32. Longest Valid Parentheses
Given a string containing just the characters '(' and ')', find the length of the longest valid (well-formed) parentheses substring.
Example 1:
Input: "(()"
Output: 2
Explanation: The longest valid parentheses substring is "()"
Example 2:
Input: ")()())"
Output: 4
Explanation: The longest valid parentheses substring is "()()"
Solution
黏连型 DP 参考
dp[i] 表示以 i 为结尾的最长合法 连续长度,默认为0, 只有在 s[i]===')' 时变化
如果 s[i-1-dp[i-1]]=='('
,说明当前位置可以和 i-1-dp[i-1] 位置匹配,dp[i]=dp[i-1]+2;
然后还要加上匹配位置之前的最长长度 dp [i]+=dp [i-dp [i]];
var longestValidParentheses=function(s) {
var l=s.length, dp=new Array(l).fill(0), i=0
while (++i<l) {
if (s[i]==='(') continue
if (s[i-1-dp[i-1]] == '(') dp[i]=dp[i-1]+2
dp[i]+=dp[i-dp[i]]||0
res=Math.max(res, dp[i])
}
return res
};
stack存index + 额外指针
/**
* @param {string} s
* @return {number}
*/
var longestValidParentheses=function(s) {
var stack=[], last=-1, res=0, i=-1
while (++i<s.length) {
if (s[i]==='(') stack.push(i)
else {
if (!stack.length) last=i
else {
stack.pop()
if (!stack.length) res=Math.max(res, i-last)
else res=Math.max(res, i-stack[stack.length-1])
}
}
}
return res
};
遍历两次
var longestValidParentheses=function(s) {
var q=[], i=-1, r=0, tmp=0
while (++i<s.length) {
if (s[i]==='(') q.push(1)
else {
var j=q.lastIndexOf(1)
if (j>-1) q[j]=2
else q.push(0)
}
}
for (var n of q) {
if (n===2) tmp+=2
else {
r=Math.max(r, tmp)
tmp=0
}
}
return Math.max(r, tmp)
};

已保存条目

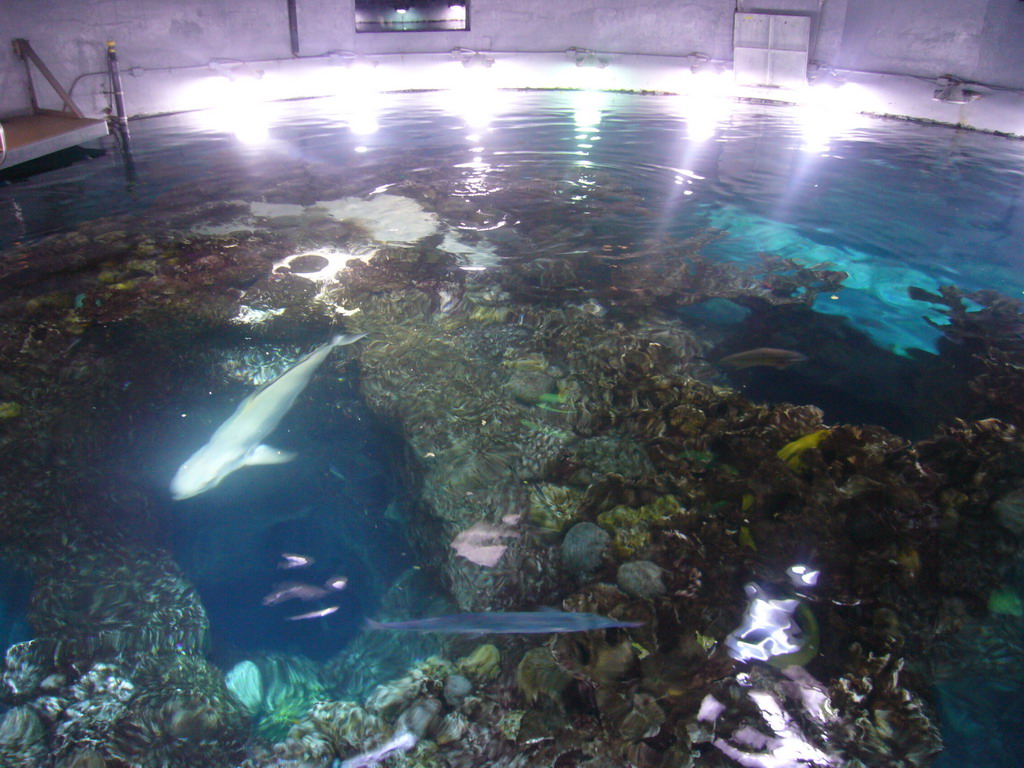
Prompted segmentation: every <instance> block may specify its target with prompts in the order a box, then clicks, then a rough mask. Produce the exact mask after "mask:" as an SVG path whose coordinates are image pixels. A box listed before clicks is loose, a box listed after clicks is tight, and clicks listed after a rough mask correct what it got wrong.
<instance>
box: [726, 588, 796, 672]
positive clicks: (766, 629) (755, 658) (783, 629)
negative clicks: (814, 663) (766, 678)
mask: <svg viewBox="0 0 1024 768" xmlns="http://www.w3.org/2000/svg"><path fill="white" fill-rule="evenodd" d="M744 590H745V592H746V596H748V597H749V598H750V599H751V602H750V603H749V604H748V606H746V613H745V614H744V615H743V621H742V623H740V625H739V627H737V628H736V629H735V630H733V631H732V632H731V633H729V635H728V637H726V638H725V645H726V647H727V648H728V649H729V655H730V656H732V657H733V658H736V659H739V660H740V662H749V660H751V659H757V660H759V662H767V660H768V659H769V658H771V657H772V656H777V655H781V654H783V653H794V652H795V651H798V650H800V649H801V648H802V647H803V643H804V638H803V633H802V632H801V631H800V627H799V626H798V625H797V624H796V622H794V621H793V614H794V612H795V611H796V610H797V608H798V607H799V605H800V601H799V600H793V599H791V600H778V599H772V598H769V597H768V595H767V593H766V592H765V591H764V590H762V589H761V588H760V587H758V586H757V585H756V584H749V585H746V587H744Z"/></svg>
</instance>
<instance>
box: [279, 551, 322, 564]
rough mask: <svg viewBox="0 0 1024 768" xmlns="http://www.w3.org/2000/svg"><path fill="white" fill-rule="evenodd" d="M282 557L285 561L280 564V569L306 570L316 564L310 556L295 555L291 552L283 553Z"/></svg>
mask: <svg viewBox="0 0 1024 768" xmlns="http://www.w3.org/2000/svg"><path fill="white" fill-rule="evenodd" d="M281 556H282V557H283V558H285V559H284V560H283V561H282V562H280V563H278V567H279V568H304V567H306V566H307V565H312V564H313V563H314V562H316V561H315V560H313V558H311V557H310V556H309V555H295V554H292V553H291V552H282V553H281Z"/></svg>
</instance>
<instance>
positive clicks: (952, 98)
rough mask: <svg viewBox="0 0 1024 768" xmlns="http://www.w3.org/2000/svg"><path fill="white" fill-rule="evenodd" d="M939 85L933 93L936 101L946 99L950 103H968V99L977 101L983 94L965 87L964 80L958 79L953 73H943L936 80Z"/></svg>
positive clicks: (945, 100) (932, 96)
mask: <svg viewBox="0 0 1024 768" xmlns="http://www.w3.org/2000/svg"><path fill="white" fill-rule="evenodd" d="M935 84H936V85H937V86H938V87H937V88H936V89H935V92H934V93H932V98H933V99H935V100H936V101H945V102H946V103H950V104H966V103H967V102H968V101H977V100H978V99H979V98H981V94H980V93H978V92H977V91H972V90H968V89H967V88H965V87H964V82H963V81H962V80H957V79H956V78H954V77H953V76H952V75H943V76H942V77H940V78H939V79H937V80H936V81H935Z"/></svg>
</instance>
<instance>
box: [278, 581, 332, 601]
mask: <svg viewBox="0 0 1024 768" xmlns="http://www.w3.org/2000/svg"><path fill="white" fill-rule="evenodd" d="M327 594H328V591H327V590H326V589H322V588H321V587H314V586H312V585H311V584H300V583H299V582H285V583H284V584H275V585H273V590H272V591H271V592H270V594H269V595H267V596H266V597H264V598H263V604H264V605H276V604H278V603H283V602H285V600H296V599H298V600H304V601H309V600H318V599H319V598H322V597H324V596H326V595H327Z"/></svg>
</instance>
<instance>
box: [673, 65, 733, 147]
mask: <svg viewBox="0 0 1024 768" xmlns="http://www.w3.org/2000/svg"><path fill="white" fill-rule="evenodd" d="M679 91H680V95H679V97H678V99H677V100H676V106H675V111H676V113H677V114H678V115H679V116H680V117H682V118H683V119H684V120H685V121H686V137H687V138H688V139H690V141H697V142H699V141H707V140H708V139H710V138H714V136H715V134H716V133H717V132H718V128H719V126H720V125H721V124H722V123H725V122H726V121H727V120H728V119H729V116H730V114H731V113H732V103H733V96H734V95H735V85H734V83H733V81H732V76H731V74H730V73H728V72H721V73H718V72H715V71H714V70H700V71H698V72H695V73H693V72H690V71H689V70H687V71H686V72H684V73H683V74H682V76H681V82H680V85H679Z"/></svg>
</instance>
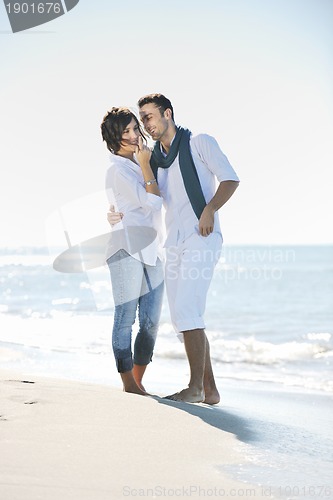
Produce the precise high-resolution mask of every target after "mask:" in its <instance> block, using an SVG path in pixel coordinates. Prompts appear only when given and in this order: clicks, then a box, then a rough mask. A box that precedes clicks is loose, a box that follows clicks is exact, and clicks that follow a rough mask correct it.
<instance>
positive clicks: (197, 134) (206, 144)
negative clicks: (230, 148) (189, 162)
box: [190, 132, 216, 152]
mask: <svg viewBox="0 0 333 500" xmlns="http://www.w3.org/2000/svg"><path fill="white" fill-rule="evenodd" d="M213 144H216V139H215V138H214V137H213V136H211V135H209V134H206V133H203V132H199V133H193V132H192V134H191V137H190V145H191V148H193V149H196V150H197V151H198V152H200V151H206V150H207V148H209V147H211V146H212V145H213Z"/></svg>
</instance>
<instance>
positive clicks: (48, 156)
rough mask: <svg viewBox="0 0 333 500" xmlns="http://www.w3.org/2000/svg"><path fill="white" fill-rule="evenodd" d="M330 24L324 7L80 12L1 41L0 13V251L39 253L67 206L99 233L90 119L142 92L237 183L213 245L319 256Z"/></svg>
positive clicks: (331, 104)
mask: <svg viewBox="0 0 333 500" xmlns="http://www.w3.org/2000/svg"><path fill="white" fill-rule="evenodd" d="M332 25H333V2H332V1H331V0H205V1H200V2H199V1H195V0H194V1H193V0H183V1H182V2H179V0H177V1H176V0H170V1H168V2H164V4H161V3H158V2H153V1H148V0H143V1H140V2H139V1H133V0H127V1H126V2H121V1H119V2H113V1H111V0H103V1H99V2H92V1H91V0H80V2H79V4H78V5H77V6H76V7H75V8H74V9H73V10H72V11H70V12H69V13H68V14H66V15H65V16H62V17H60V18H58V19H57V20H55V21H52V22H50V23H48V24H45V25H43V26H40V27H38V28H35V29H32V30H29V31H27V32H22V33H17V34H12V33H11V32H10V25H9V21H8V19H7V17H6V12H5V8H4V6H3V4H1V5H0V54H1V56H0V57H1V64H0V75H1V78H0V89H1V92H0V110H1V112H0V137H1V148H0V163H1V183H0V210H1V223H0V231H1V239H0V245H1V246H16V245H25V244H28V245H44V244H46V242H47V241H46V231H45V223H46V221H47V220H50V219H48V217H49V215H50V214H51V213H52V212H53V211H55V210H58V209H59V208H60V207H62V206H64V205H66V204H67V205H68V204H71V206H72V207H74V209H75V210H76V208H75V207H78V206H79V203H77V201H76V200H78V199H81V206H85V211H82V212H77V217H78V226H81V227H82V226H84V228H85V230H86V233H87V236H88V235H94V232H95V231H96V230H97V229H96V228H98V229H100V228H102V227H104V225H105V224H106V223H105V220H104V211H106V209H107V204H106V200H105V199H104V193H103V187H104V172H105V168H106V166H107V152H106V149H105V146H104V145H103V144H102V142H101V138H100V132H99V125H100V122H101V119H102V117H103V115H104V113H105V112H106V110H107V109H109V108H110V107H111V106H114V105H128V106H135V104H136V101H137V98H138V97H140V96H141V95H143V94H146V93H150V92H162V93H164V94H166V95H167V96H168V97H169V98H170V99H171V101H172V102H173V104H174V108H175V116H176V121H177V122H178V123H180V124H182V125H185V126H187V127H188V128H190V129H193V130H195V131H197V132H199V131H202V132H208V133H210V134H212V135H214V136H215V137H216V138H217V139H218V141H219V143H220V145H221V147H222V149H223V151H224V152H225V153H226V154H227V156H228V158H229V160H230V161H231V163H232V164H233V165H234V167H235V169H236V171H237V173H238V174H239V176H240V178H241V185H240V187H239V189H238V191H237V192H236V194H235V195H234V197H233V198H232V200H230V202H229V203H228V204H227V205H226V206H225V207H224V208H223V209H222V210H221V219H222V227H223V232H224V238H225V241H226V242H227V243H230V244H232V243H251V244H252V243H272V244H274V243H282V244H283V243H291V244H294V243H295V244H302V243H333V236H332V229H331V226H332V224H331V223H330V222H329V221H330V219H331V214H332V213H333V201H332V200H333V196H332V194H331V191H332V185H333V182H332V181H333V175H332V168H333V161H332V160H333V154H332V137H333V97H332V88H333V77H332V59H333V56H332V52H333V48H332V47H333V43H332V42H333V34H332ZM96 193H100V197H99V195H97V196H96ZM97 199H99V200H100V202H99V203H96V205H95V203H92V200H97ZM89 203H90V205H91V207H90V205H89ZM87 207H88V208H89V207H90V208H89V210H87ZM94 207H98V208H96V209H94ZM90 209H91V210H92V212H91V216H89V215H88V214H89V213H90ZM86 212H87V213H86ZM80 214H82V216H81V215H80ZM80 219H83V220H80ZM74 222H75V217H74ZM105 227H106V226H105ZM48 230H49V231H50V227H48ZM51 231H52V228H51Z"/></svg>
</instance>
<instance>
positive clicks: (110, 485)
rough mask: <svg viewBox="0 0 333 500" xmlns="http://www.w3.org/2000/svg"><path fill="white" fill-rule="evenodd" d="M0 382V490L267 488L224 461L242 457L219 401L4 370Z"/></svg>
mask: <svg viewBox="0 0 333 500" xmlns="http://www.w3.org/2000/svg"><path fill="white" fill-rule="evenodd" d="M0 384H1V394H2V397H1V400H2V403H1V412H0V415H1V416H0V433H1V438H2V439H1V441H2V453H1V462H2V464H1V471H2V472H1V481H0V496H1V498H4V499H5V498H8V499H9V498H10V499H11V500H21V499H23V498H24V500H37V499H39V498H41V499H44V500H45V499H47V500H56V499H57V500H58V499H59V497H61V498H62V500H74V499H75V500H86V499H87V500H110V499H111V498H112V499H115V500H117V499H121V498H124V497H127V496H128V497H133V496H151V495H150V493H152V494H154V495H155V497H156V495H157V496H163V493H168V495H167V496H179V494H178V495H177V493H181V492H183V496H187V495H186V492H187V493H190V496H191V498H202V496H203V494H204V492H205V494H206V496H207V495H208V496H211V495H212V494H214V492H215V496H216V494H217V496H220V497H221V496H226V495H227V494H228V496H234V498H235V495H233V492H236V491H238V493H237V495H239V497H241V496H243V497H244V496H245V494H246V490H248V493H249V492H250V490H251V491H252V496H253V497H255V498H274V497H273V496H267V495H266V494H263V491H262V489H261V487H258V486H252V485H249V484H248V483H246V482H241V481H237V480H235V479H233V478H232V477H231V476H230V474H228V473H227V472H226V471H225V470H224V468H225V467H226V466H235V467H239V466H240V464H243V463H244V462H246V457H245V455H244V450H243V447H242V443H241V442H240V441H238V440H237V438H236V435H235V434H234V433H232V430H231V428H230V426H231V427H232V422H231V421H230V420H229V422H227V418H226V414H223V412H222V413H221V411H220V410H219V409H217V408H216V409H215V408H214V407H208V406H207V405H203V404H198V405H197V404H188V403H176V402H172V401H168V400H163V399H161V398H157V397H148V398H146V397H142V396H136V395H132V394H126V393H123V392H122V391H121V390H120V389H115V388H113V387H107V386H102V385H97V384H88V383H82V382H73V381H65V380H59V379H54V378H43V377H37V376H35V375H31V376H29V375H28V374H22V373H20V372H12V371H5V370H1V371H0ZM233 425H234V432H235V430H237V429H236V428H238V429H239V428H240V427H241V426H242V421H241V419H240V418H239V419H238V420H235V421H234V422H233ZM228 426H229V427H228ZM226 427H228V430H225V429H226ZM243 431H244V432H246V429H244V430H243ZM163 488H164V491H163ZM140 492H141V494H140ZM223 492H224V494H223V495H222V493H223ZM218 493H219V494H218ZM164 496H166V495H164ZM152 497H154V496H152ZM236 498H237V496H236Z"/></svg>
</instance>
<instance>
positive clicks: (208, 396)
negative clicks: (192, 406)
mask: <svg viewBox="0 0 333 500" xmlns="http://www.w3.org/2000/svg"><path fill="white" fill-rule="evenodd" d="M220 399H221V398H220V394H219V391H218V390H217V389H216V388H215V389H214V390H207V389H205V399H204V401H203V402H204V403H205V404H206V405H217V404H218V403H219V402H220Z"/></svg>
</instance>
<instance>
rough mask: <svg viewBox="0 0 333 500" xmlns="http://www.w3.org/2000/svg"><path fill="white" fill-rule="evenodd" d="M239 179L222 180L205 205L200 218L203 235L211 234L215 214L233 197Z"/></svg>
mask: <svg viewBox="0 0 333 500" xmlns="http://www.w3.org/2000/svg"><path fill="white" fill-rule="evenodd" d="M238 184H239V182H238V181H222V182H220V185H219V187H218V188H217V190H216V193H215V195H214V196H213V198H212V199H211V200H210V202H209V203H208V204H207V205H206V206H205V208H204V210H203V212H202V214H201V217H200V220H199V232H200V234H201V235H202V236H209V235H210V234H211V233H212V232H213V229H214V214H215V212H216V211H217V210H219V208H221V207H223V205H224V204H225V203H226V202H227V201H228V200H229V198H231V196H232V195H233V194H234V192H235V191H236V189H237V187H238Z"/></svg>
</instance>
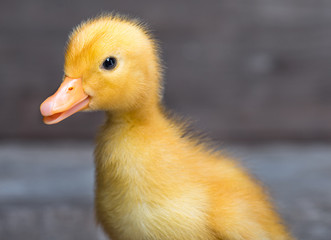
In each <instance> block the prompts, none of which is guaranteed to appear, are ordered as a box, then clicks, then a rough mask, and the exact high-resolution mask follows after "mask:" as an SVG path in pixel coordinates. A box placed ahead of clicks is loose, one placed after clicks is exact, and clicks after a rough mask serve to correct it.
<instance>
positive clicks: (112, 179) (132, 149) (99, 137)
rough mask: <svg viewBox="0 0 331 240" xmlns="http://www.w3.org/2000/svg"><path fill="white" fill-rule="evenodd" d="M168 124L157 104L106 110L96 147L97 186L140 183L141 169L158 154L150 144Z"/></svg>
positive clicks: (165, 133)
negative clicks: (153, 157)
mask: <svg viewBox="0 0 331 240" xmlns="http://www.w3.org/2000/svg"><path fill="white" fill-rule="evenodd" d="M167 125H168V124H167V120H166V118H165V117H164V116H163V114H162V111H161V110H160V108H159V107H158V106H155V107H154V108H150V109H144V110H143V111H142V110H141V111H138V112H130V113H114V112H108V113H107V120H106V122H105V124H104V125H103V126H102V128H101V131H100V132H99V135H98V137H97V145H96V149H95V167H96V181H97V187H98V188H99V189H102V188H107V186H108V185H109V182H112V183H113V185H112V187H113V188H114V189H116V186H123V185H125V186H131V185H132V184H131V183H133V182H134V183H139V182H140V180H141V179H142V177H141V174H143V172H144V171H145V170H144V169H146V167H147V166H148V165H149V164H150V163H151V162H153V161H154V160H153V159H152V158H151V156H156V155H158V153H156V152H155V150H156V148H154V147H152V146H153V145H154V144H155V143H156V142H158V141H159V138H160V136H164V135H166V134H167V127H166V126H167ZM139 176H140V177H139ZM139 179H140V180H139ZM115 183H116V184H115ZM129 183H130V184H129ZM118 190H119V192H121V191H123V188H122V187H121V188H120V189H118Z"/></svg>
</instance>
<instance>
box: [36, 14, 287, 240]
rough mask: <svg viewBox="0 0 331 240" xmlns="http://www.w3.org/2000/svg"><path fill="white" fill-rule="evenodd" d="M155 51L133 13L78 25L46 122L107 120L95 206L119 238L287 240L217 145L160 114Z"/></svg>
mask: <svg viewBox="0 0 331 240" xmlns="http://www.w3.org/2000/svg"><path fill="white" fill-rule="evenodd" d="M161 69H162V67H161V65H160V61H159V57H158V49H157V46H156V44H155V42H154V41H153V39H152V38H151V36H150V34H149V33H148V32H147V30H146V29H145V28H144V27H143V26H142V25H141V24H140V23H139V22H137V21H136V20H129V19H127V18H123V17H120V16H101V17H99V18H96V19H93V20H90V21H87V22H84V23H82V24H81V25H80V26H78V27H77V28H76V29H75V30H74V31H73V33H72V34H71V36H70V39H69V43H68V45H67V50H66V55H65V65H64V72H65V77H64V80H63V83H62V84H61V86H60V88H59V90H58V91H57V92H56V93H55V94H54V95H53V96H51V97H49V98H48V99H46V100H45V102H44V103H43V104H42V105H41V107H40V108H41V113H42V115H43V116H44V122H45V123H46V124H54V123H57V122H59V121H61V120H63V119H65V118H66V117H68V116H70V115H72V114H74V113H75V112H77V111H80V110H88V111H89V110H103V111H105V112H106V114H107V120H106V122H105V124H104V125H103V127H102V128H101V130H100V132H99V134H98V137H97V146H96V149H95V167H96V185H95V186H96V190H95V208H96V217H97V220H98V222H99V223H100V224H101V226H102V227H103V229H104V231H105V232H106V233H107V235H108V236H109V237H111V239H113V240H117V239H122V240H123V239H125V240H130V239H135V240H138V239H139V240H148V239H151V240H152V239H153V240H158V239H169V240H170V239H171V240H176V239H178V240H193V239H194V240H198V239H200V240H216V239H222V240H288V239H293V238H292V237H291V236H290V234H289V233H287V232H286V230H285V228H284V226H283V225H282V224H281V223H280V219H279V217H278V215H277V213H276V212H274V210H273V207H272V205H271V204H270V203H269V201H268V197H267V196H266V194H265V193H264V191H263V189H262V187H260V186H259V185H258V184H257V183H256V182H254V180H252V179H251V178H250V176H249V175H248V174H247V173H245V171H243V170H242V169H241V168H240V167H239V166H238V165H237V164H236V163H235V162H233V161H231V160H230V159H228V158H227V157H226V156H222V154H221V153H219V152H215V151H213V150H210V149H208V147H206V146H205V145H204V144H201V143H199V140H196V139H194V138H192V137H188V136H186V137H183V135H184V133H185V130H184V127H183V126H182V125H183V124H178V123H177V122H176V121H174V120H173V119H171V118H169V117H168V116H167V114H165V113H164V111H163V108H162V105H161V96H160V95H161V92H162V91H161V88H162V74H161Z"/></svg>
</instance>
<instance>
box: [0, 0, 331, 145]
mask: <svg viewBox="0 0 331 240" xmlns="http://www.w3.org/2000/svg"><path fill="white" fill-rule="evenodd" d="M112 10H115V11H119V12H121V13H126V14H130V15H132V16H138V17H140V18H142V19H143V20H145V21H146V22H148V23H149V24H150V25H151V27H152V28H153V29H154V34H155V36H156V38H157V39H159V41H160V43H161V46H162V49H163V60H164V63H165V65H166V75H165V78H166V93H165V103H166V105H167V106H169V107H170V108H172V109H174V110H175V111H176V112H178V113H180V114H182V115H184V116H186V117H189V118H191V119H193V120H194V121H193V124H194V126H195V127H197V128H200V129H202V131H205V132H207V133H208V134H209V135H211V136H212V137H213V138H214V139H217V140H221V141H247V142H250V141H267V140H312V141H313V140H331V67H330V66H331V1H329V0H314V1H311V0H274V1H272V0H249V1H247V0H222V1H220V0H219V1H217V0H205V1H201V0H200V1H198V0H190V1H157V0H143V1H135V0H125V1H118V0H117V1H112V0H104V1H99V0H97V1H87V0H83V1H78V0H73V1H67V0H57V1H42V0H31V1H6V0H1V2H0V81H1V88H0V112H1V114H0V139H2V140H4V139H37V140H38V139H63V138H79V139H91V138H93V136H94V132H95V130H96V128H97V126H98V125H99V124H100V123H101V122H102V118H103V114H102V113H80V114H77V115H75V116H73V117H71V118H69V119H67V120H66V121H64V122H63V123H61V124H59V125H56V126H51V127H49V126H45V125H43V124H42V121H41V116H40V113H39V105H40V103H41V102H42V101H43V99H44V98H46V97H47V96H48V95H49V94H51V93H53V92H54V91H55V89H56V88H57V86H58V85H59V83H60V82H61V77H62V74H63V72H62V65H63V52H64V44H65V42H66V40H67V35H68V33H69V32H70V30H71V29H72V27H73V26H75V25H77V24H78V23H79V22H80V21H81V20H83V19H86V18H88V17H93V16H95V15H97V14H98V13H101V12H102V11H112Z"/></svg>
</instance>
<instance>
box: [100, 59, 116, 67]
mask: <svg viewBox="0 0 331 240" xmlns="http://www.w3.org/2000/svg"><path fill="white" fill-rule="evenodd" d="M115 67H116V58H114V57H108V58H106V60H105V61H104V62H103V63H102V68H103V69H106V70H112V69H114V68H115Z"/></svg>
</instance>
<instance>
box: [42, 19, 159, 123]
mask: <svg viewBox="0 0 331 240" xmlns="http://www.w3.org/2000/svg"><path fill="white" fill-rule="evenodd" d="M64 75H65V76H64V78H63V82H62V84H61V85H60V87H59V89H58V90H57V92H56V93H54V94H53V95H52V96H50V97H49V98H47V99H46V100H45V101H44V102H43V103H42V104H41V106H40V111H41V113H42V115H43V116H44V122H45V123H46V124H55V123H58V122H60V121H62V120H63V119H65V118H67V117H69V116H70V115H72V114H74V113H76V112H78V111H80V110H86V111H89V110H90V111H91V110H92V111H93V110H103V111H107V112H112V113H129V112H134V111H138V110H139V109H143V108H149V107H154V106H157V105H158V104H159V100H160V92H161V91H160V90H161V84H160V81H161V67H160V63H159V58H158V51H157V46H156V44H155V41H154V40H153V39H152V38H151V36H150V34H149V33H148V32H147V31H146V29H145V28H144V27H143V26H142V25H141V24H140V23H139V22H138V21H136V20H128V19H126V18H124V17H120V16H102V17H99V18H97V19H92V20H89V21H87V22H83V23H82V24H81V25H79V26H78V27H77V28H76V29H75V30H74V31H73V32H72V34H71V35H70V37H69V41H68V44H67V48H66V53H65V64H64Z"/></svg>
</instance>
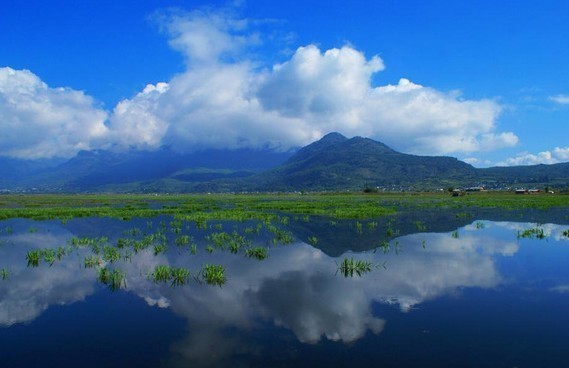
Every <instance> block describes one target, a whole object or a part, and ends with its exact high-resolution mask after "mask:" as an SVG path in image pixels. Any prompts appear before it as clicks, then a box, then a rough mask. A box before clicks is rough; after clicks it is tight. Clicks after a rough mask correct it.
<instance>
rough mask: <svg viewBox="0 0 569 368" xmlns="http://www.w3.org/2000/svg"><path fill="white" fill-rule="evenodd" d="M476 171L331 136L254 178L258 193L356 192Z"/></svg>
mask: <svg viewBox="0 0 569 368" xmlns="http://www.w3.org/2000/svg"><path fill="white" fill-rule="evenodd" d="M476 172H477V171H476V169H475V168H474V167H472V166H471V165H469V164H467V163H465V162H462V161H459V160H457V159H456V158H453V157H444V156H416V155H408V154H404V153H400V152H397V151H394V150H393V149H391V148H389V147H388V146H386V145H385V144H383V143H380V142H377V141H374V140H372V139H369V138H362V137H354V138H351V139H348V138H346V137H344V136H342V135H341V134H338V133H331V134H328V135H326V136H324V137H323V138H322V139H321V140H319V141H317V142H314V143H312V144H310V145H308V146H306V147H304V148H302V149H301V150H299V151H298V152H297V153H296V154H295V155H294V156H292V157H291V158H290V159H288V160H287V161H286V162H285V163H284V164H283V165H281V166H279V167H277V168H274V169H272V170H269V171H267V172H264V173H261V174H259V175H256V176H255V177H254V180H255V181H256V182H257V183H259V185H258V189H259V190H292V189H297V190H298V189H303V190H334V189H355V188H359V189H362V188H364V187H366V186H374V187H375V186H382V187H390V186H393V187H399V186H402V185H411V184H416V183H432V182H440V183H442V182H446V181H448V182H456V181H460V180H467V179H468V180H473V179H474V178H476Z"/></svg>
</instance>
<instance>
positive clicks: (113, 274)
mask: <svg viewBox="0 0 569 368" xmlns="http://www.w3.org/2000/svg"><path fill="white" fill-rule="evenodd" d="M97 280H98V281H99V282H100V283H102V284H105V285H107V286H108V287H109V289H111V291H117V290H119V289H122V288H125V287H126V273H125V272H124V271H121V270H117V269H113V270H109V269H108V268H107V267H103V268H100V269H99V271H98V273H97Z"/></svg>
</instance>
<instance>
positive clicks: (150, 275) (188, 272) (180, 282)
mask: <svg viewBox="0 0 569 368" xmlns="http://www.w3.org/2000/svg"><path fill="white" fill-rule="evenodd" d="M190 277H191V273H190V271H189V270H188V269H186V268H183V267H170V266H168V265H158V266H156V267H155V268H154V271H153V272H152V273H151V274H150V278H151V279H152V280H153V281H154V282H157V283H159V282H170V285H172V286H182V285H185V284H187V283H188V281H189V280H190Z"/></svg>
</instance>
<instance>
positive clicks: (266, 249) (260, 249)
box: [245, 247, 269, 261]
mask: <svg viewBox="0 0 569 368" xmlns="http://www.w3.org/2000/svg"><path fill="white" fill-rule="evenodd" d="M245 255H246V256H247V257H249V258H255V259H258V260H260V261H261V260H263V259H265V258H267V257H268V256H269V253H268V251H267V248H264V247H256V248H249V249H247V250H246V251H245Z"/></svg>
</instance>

练习
把讲最长有效括号的文本中从“if (!stack.length) res=Math.max(res, i-last)”到“if (s[i]==='(') q.push(1)”之间的内容照抄下来，首尾两处都包括在内。

本题答案
if (!stack.length) res=Math.max(res, i-last)
else res=Math.max(res, i-stack[stack.length-1])
}
}
}
return res
};
遍历两次
var longestValidParentheses=function(s) {
var q=[], i=-1, r=0, tmp=0
while (++i<s.length) {
if (s[i]==='(') q.push(1)